====== TEXT SHOWN
# -*- coding: utf-8 -*-

* End-to-end example of CLI use
  This document describes a complete cycle of the MRVA workflow.  The steps
  included are 
  1. aquiring CodeQL databases
  2. selection of databases
  3. configuration and use of the command-line client
  4. server startup
  5. submission of the jobs
  6. retrieval of the results
  7. examination of the results

* Database Aquisition
  General database aquisition is beyond the scope of this document as it is very specific
  to an organization's environment.  Here we use an example for open-source
  repositories, [[https://github.com/hohn/mrva-open-source-download.git][mrva-open-source-download]], which downloads the top 1000 databases for each of
  C/C++, Java, Python -- 3000 CodeQL DBs in all.

  The scripts in [[https://github.com/hohn/mrva-open-source-download.git][mrva-open-source-download]] were used to download on two distinct dates
  resulting in close to 6000 databases to choose from.  The DBs were directly
  saved to the file system, resulting in paths like
  : .../mrva-open-source-download/repos-2024-04-29/google/re2/code-scanning/codeql/databases/cpp/db.zip
  and
  : .../mrva-open-source-download/repos/google/re2/code-scanning/codeql/databases/cpp/db.zip
  Note that the only information in these paths are (owner, repository, download
  date).  The databases contain more information which is used in the [[*Repository Selection][Repository
  Selection]] section.
============
====== DATASET RECORDS
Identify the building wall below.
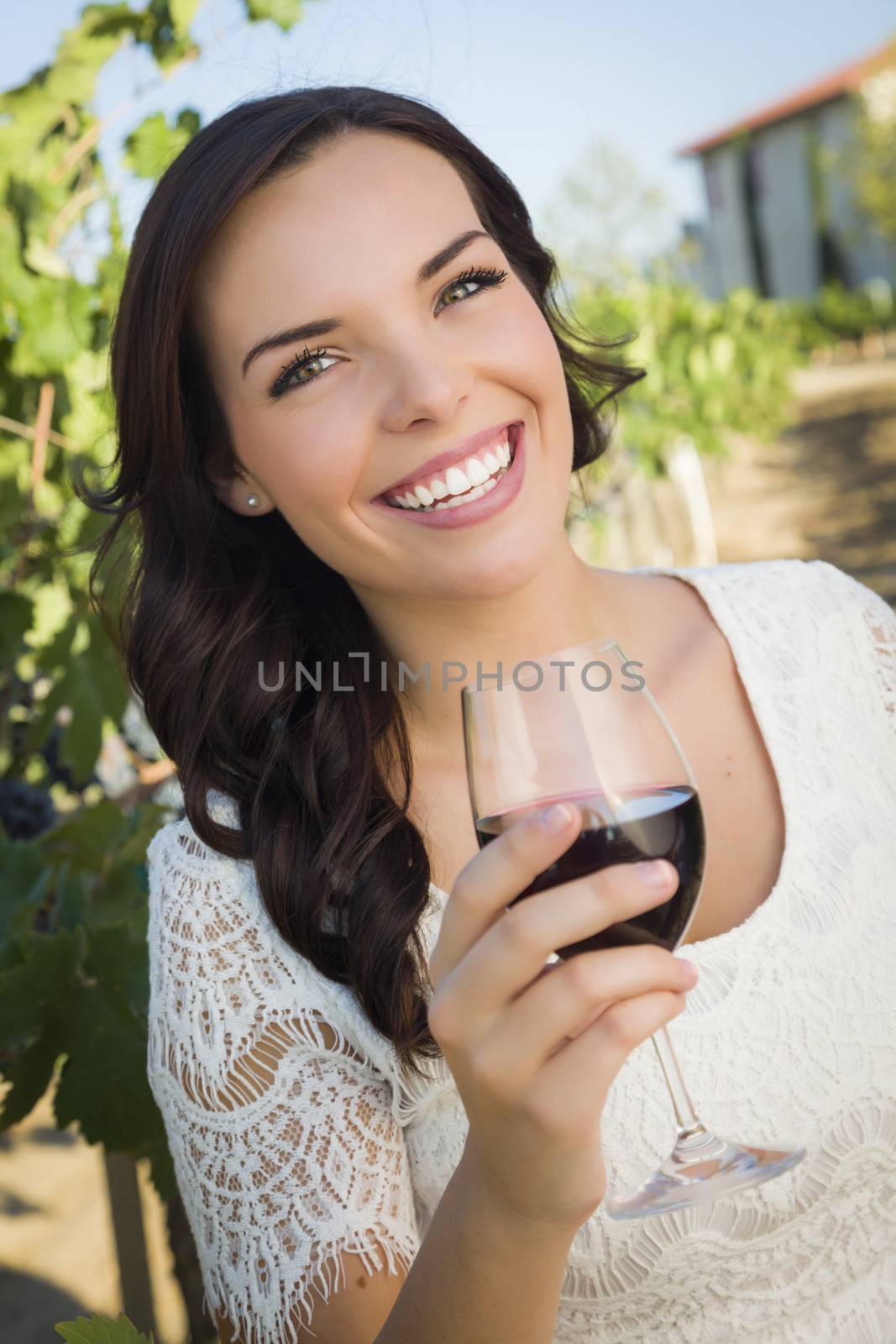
[703,145,755,298]
[701,98,896,298]
[814,98,896,285]
[753,117,820,298]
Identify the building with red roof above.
[679,40,896,298]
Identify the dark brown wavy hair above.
[76,86,643,1075]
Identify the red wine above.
[475,785,706,958]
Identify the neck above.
[346,533,626,766]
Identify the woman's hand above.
[428,804,694,1228]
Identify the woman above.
[80,87,896,1344]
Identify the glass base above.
[603,1125,806,1219]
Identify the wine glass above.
[461,640,806,1219]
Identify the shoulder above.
[146,795,411,1096]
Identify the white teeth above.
[445,466,473,495]
[464,457,489,486]
[392,439,511,512]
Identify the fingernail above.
[538,802,572,835]
[636,858,672,887]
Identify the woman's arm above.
[373,1158,575,1344]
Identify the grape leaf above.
[54,1312,155,1344]
[54,973,161,1152]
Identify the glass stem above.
[650,1026,706,1142]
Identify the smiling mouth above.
[378,425,518,513]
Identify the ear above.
[208,475,274,517]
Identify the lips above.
[376,421,521,500]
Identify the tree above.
[542,139,673,286]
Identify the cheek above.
[231,391,363,507]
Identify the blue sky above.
[0,0,896,262]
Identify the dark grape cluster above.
[0,780,56,840]
[39,723,99,793]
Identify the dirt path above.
[0,358,896,1344]
[704,358,896,606]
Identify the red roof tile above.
[676,39,896,157]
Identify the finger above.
[446,863,679,1031]
[481,945,693,1090]
[533,990,688,1126]
[430,802,582,986]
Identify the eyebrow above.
[242,228,491,378]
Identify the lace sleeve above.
[148,822,419,1344]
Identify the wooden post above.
[102,1147,159,1340]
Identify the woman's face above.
[192,132,572,600]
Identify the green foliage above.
[125,108,199,181]
[54,1313,153,1344]
[829,38,896,244]
[0,0,306,1231]
[574,276,799,475]
[786,281,896,354]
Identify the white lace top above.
[148,559,896,1344]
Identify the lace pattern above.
[148,560,896,1344]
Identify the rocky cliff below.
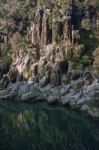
[0,0,99,117]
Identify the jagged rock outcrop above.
[0,0,99,117]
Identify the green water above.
[0,101,99,150]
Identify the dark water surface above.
[0,101,99,150]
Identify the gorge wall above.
[0,0,99,116]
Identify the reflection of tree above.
[0,104,99,150]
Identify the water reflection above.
[0,102,99,150]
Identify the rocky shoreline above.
[0,80,99,117]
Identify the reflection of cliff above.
[0,102,99,150]
[0,0,99,87]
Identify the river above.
[0,101,99,150]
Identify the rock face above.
[0,0,99,117]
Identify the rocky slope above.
[0,0,99,117]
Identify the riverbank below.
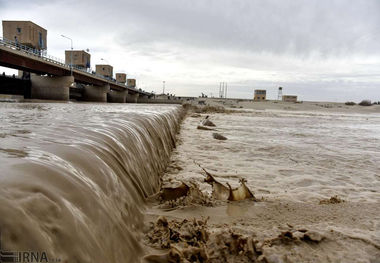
[145,104,380,262]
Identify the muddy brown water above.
[0,103,181,262]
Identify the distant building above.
[65,50,91,68]
[282,95,297,102]
[3,21,47,50]
[253,89,267,101]
[95,65,113,78]
[127,79,136,87]
[116,73,127,84]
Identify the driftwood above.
[227,179,256,201]
[160,182,190,201]
[197,125,215,131]
[194,161,256,201]
[212,132,227,141]
[202,115,216,127]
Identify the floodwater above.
[0,103,181,263]
[0,103,380,262]
[147,108,380,262]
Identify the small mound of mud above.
[197,125,215,131]
[160,183,214,209]
[145,216,326,262]
[212,132,227,141]
[319,195,345,205]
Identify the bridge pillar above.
[139,94,150,103]
[82,84,110,102]
[107,90,128,103]
[30,74,74,100]
[127,93,139,103]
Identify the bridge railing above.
[0,37,144,92]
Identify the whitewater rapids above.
[0,103,182,263]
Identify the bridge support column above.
[127,93,139,103]
[139,94,150,103]
[30,74,74,100]
[82,84,110,102]
[107,90,128,103]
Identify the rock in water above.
[202,115,216,127]
[161,182,190,201]
[197,125,215,131]
[212,132,227,141]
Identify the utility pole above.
[61,35,73,76]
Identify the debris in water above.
[227,179,256,201]
[202,115,216,127]
[319,195,344,205]
[190,113,202,118]
[160,182,190,201]
[201,167,230,200]
[197,125,215,131]
[212,132,227,141]
[194,161,256,201]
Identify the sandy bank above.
[145,105,380,262]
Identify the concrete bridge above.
[0,38,154,103]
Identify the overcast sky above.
[0,0,380,101]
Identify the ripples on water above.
[0,103,181,262]
[189,110,380,202]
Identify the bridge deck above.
[0,43,151,96]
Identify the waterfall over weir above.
[0,103,182,263]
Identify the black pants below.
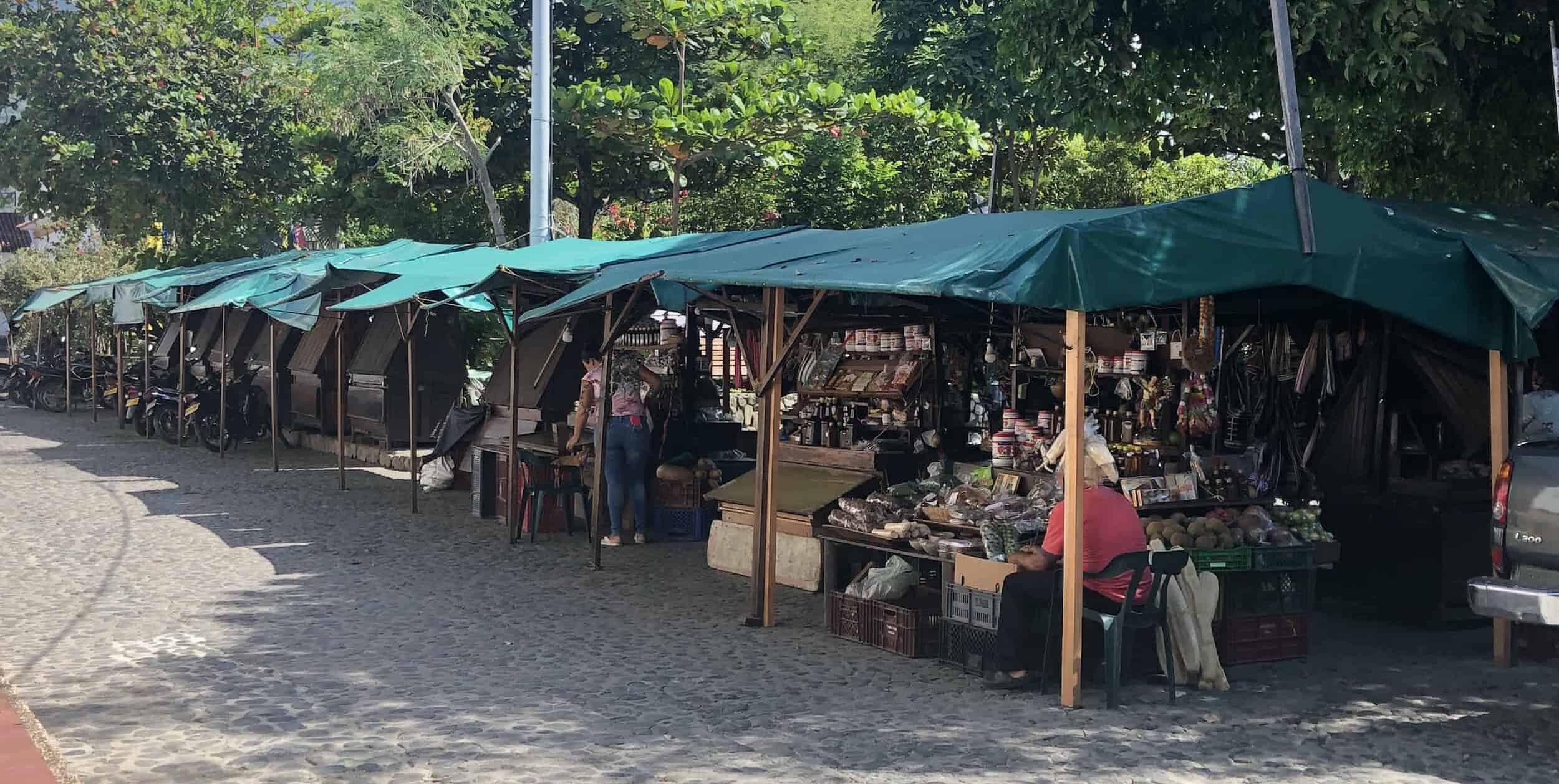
[992,572,1121,673]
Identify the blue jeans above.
[605,416,650,536]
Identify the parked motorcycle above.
[184,368,293,452]
[30,352,70,413]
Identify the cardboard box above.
[953,555,1018,594]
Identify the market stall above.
[480,178,1553,704]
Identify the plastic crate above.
[828,591,873,642]
[655,477,703,510]
[970,588,1001,629]
[1219,569,1316,622]
[1191,547,1250,572]
[872,601,937,659]
[942,585,1001,629]
[650,505,719,541]
[1215,616,1310,666]
[937,619,997,675]
[942,585,973,623]
[1218,616,1310,642]
[1250,544,1316,572]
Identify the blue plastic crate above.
[650,505,717,541]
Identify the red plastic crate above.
[1216,616,1310,666]
[867,586,942,659]
[828,591,873,642]
[1218,616,1310,642]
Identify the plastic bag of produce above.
[944,485,990,507]
[979,520,1018,561]
[420,455,455,491]
[839,499,872,517]
[845,555,920,601]
[828,510,872,532]
[867,492,909,511]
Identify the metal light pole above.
[1271,0,1316,254]
[530,0,552,245]
[1548,21,1559,141]
[65,299,75,416]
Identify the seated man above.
[987,460,1152,689]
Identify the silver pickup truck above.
[1467,449,1559,626]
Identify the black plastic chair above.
[508,449,589,544]
[1082,550,1191,709]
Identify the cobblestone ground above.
[0,408,1559,784]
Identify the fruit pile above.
[1143,507,1333,550]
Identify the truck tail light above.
[1489,460,1512,576]
[1494,460,1511,528]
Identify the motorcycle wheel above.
[152,405,180,446]
[37,379,70,413]
[195,413,233,452]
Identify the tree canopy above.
[997,0,1559,201]
[0,0,311,254]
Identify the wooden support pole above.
[178,313,190,446]
[1489,351,1515,667]
[753,292,828,394]
[221,305,228,460]
[1062,310,1088,707]
[747,289,784,626]
[87,302,103,424]
[405,302,418,514]
[136,315,152,438]
[265,320,282,474]
[585,295,614,569]
[335,313,346,489]
[511,285,524,544]
[64,299,75,416]
[114,324,125,430]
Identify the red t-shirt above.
[1041,486,1152,601]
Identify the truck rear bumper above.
[1467,576,1559,626]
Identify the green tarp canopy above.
[11,284,86,321]
[331,227,798,310]
[521,176,1559,358]
[173,240,458,330]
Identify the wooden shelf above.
[1137,497,1277,513]
[795,390,904,401]
[1009,365,1154,379]
[816,525,953,564]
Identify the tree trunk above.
[574,148,597,240]
[672,161,683,236]
[445,89,508,248]
[1007,131,1023,212]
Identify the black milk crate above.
[937,619,997,675]
[1218,569,1316,619]
[870,601,937,659]
[650,504,719,541]
[1250,544,1316,572]
[942,583,1001,629]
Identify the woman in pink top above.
[567,351,661,547]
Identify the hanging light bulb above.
[985,302,997,365]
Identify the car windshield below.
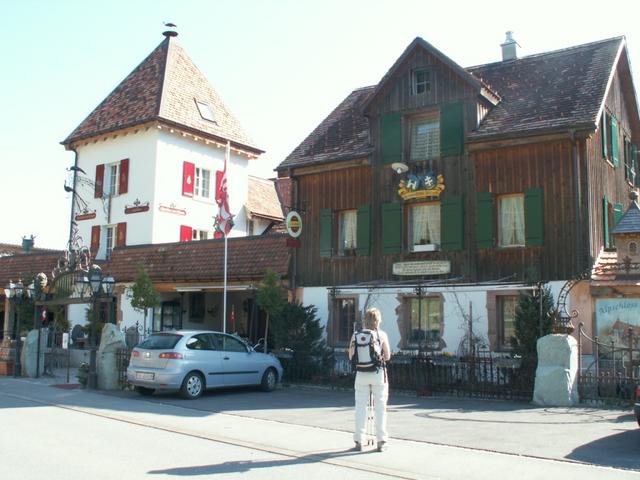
[138,333,182,350]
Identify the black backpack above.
[353,329,384,372]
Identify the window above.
[412,69,431,95]
[104,163,120,196]
[404,297,443,350]
[498,194,525,247]
[196,100,216,122]
[191,228,209,240]
[498,295,518,350]
[338,210,358,256]
[104,225,117,259]
[409,203,440,252]
[331,298,357,346]
[410,113,440,161]
[189,292,204,323]
[193,167,211,198]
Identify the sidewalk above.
[5,371,640,478]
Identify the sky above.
[0,0,640,249]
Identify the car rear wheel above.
[260,368,278,392]
[180,372,204,400]
[135,387,156,397]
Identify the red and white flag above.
[215,141,233,238]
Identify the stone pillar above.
[97,323,127,390]
[533,334,578,407]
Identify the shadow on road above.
[567,429,640,469]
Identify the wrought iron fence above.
[281,353,535,400]
[578,323,640,403]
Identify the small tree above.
[513,287,554,365]
[256,270,287,353]
[131,265,160,333]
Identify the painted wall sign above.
[595,298,640,347]
[393,260,451,275]
[158,205,187,216]
[76,212,96,221]
[398,172,444,200]
[285,210,302,238]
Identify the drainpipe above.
[570,130,584,273]
[68,147,78,248]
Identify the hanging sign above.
[393,260,451,276]
[398,172,444,200]
[285,210,302,238]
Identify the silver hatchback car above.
[127,330,283,399]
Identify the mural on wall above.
[595,298,640,347]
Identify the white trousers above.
[353,369,389,443]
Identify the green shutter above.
[380,113,402,164]
[611,117,620,168]
[440,195,464,250]
[476,192,493,248]
[382,202,402,255]
[602,195,609,248]
[440,103,464,157]
[356,205,371,256]
[524,188,544,245]
[320,208,333,257]
[600,111,608,160]
[613,203,624,227]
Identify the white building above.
[62,32,263,260]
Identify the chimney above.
[500,31,520,62]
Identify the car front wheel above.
[136,387,156,397]
[180,372,204,400]
[260,368,278,392]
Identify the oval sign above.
[285,210,302,238]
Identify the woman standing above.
[349,308,391,452]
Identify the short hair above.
[364,308,382,330]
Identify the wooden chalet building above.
[277,33,640,353]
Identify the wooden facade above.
[279,35,640,287]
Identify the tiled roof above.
[103,235,290,282]
[277,37,624,171]
[278,87,375,170]
[0,250,62,288]
[245,175,283,220]
[62,37,262,153]
[467,37,624,141]
[611,202,640,234]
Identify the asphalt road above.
[0,377,640,480]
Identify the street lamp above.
[4,280,33,377]
[82,265,116,390]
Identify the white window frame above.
[193,167,211,200]
[338,209,358,257]
[408,202,442,252]
[498,193,525,248]
[409,112,440,162]
[104,162,120,197]
[104,225,118,260]
[411,68,431,95]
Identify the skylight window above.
[196,100,216,122]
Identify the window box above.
[411,243,440,252]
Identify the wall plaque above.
[393,260,451,276]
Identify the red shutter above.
[182,162,196,197]
[93,163,104,198]
[91,225,100,258]
[116,222,127,247]
[118,158,129,195]
[180,225,193,242]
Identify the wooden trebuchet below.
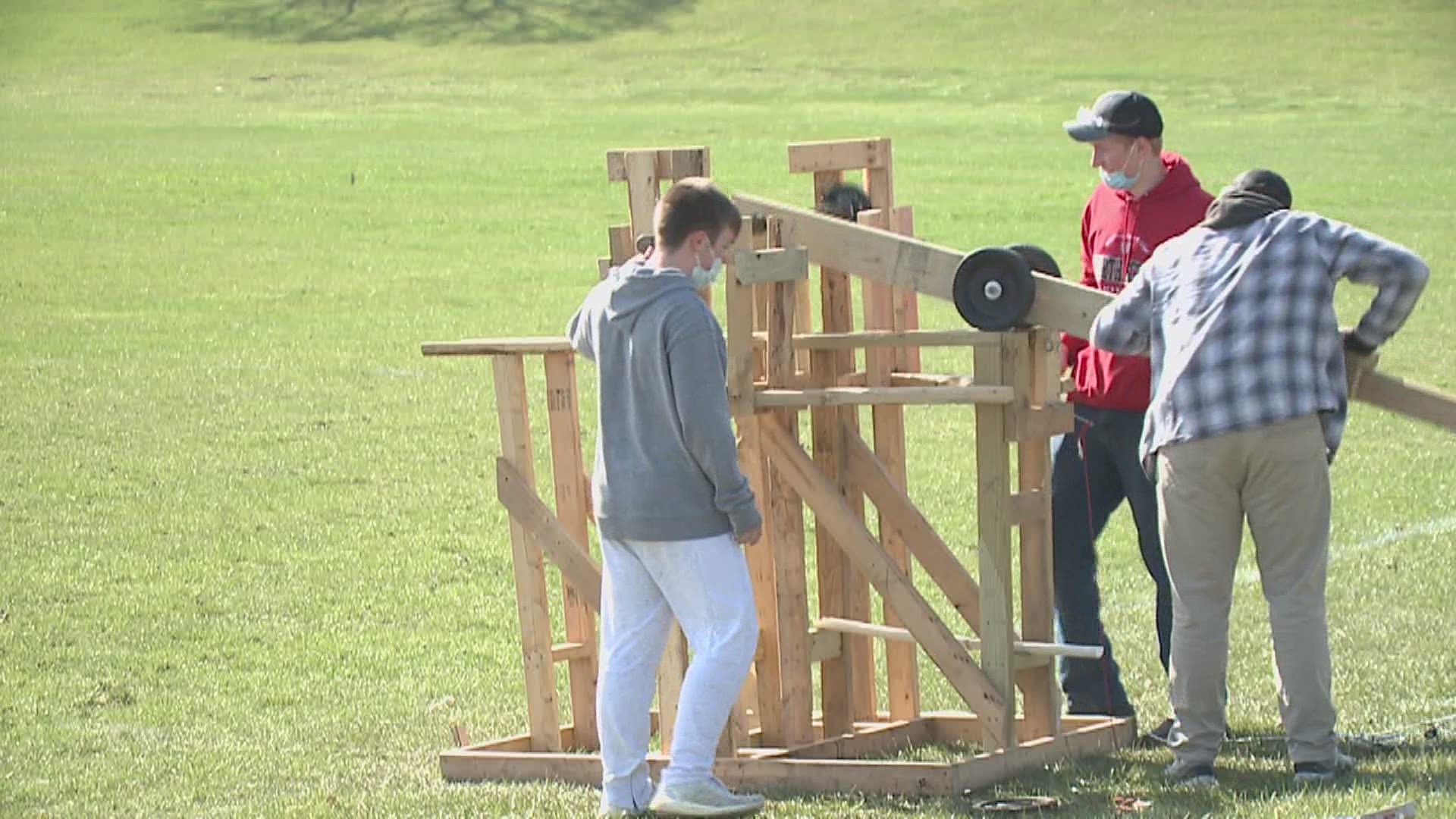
[734,194,1456,431]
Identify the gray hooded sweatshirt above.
[566,256,763,541]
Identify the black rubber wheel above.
[951,248,1037,332]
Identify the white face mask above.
[690,237,723,290]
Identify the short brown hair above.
[654,177,742,248]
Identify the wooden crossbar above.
[814,617,1102,661]
[419,335,573,356]
[753,384,1016,408]
[753,328,997,350]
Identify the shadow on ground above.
[184,0,692,46]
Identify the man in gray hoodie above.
[566,177,763,816]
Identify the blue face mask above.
[1097,142,1143,191]
[689,239,723,290]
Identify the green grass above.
[0,0,1456,816]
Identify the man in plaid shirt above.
[1090,171,1429,784]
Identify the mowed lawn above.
[0,0,1456,816]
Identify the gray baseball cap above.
[1062,90,1163,143]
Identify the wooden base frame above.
[440,713,1138,797]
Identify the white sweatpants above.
[597,535,758,808]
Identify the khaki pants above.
[1157,416,1335,764]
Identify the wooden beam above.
[492,356,560,751]
[755,326,999,350]
[814,617,1102,661]
[1354,372,1456,433]
[789,137,890,174]
[975,335,1016,748]
[1010,328,1059,736]
[890,206,920,373]
[734,248,810,284]
[607,146,712,182]
[858,208,920,720]
[734,194,1108,337]
[544,353,601,751]
[419,335,573,356]
[495,457,601,610]
[845,436,981,634]
[757,277,814,745]
[753,384,1013,410]
[763,425,1010,737]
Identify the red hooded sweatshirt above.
[1062,150,1213,411]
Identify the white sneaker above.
[1294,751,1356,786]
[648,777,763,816]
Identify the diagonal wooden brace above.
[495,457,601,612]
[760,424,1015,748]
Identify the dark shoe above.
[1140,717,1174,745]
[1294,751,1356,786]
[1163,759,1219,789]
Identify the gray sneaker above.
[648,777,763,816]
[1163,759,1219,789]
[1294,751,1356,786]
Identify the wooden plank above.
[890,373,975,386]
[1356,372,1456,433]
[975,337,1016,748]
[607,224,636,267]
[607,146,712,182]
[544,353,601,751]
[1012,328,1070,736]
[890,206,920,373]
[419,335,571,356]
[757,275,814,745]
[760,720,930,759]
[753,384,1015,410]
[755,328,1000,350]
[858,204,920,720]
[734,194,1109,338]
[734,248,810,284]
[625,150,663,236]
[951,720,1136,792]
[492,356,560,751]
[737,410,786,745]
[809,169,877,726]
[789,137,890,174]
[551,642,597,658]
[845,436,981,634]
[723,218,763,413]
[495,457,601,610]
[814,617,1102,661]
[763,416,1012,740]
[714,756,959,799]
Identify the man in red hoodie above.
[1051,90,1213,739]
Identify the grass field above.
[0,0,1456,816]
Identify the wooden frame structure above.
[422,139,1134,795]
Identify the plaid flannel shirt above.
[1090,210,1429,475]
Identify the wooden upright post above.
[544,353,600,751]
[755,275,814,748]
[1013,328,1062,736]
[810,171,877,735]
[723,218,802,748]
[492,356,560,751]
[859,205,920,720]
[975,334,1016,748]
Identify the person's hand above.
[1339,329,1380,398]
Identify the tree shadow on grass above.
[184,0,692,46]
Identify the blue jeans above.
[1051,403,1174,716]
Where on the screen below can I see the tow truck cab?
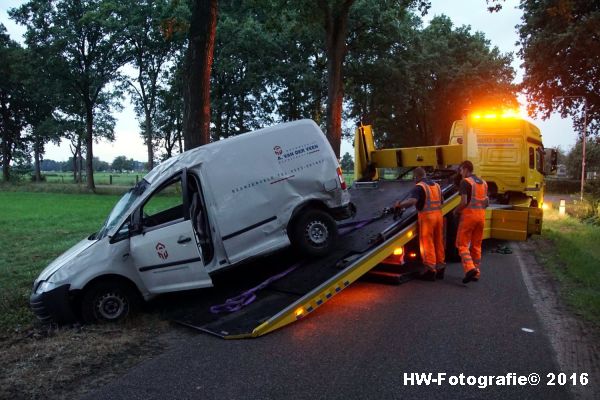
[449,112,557,207]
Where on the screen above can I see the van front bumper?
[29,284,76,323]
[329,202,356,221]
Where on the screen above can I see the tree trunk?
[33,138,43,182]
[323,0,354,159]
[85,104,96,191]
[2,140,10,182]
[0,99,12,182]
[146,111,154,171]
[183,0,218,150]
[73,155,77,183]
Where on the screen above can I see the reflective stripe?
[417,182,442,213]
[465,176,488,210]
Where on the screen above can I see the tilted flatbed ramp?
[177,181,459,339]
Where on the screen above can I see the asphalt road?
[88,243,573,399]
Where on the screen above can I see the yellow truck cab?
[449,112,556,207]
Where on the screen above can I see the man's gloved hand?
[394,204,405,221]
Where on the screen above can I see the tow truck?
[177,112,556,339]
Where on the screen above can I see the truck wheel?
[81,281,140,324]
[290,209,337,257]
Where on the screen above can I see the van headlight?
============
TO DO |
Write out the whole MRVA end-to-end example text above again, with every character unchanged.

ANSWER FOR THIS EXERCISE |
# -*- coding: utf-8 -*-

* End-to-end example of CLI use
  This document describes a complete cycle of the MRVA workflow.  The steps
  included are 
  1. aquiring CodeQL databases
  2. selection of databases
  3. configuration and use of the command-line client
  4. server startup
  5. submission of the jobs
  6. retrieval of the results
  7. examination of the results

* Database Aquisition
  General database aquisition is beyond the scope of this document as it is very specific
  to an organization's environment.  Here we use an example for open-source
  repositories, [[https://github.com/hohn/mrva-open-source-download.git][mrva-open-source-download]], which downloads the top 1000 databases for each of
  C/C++, Java, Python -- 3000 CodeQL DBs in all.

  The scripts in [[https://github.com/hohn/mrva-open-source-download.git][mrva-open-source-download]] were used to download on two distinct dates
  resulting in close to 6000 databases to choose from.  The DBs were directly
  saved to the file system, resulting in paths like
  : .../mrva-open-source-download/repos-2024-04-29/google/re2/code-scanning/codeql/databases/cpp/db.zip
  and
  : .../mrva-open-source-download/repos/google/re2/code-scanning/codeql/databases/cpp/db.zip
  Note that the only information in these paths are (owner, repository, download
  date).  The databases contain more information which is used in the [[*Repository Selection][Repository
  Selection]] section.